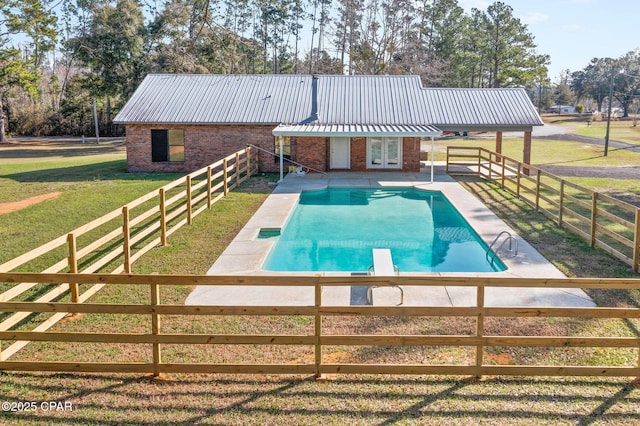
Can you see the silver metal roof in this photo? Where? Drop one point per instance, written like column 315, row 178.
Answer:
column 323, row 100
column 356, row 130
* * * * * * * * *
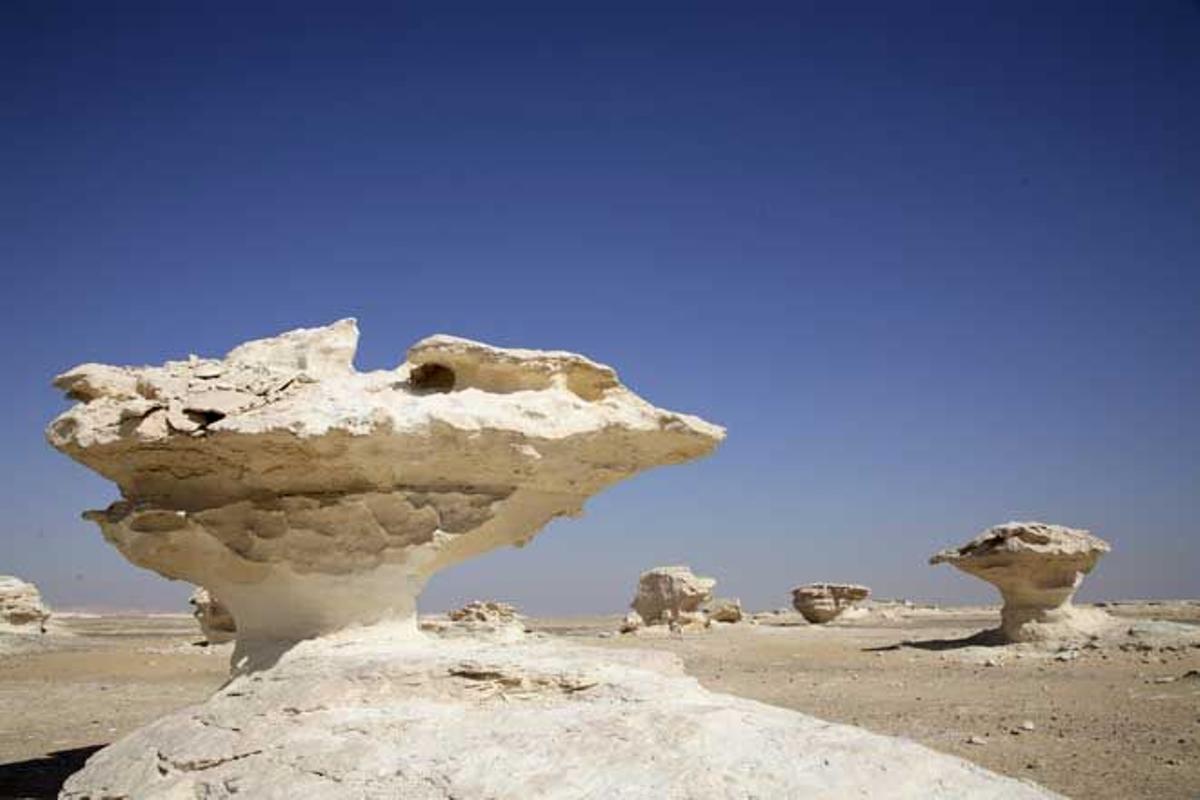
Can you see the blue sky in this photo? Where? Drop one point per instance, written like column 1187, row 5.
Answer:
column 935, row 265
* * * * * * * * *
REQUIRED TASK
Write out the lines exactly, beginning at the line that contains "Can you see the silver" and stopping after the line that contains "column 356, row 130".

WRITTEN RESPONSE
Can you see the silver metal roof in this photo? Where? Drop one point per instance, written like column 315, row 178.
Answer:
column 323, row 100
column 356, row 130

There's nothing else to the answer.